[Extracted records]:

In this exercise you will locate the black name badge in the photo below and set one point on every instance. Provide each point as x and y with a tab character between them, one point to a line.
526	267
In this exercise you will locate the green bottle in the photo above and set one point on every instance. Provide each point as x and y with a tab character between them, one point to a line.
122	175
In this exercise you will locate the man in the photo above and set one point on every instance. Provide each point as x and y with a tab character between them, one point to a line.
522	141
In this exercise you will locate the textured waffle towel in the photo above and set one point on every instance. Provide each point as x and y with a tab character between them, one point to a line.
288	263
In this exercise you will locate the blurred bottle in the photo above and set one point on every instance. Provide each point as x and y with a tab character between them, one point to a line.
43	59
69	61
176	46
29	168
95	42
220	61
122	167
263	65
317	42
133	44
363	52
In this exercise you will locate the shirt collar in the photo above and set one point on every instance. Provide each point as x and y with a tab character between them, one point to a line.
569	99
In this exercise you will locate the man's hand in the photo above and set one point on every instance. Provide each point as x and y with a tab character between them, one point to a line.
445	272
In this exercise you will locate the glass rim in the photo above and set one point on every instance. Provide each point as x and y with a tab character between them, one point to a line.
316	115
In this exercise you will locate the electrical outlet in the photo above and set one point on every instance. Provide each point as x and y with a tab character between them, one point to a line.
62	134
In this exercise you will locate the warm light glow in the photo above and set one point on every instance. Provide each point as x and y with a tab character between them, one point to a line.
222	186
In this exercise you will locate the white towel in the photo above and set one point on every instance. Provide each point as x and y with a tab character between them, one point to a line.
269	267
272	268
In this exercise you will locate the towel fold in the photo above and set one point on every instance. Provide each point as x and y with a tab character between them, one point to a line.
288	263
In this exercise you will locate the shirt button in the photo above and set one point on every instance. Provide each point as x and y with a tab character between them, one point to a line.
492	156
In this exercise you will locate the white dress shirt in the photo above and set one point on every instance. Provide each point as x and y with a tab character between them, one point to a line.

[Short problem]: Copy out the records above again, switching every "one point to a line" to "one point per line" and leaving everything else unchanged.

[Correct result]:
In this exercise you will locate the black name badge in the photo below and set one point on every instance. Provide each point as x and y with a tab character between them, one point per line.
526	267
In this exercise you will locate the green bottle in the photo above and set one point on every instance. Provide each point as x and y with a tab character between them, one point per line.
122	175
In this exercise you will locate the man in the photo above and set one point on every instance. Provide each point as x and y with a tab character between them, one point per line.
522	141
In this exercise you will locate the textured waffle towel in the photo above and set one point on every instance. Provide each point as x and y with a tab character between them, one point per line.
288	263
In this exercise you will locate the blurred bottle in the photo above and set one point on every instance. Provide each point as x and y with a tab character between them, one point per line.
43	59
69	61
176	46
29	168
95	42
220	61
122	167
263	65
317	42
133	44
363	52
In this exercise you will locate the shirt collar in the photo above and set one point on every instance. Provide each point as x and y with a tab character between them, one point per line.
569	99
In this exercise you will locate the man's hand in the photo above and set one point on every instance. Provide each point as x and y with a tab character between them, one point per line.
445	272
In this exercise you will locate the glass rim in the photo above and set one point on every instance. Provide each point as x and y with a tab character between them, one point per line.
316	115
In this exercise you will locate the electrical outlet in the photo above and set one point on every instance. Provide each point as x and y with a tab character between them, one point per line.
62	134
In this exercise you will locate the warm light glow in the photo above and set one point on every instance. Provide each point as x and y with a tab character between them, one point per line.
222	186
In this exercise you will locate the white towel in the photo above and set one point on every instance. Provide each point as x and y with a tab character between them, one point per line.
269	267
272	268
In this exercise you will locate the towel fold in the photo above and set one point on every instance. Provide each point as x and y with a tab character between them, one point per line.
288	263
In this exercise you will locate the shirt button in the photo above and set one point on every instance. Provide each point as x and y with a tab character between them, one point per line.
492	156
In this exercise you will locate the white dress shirt in the photo above and set one point on every instance. Provide each point as x and y with a tab character between them, one point per line.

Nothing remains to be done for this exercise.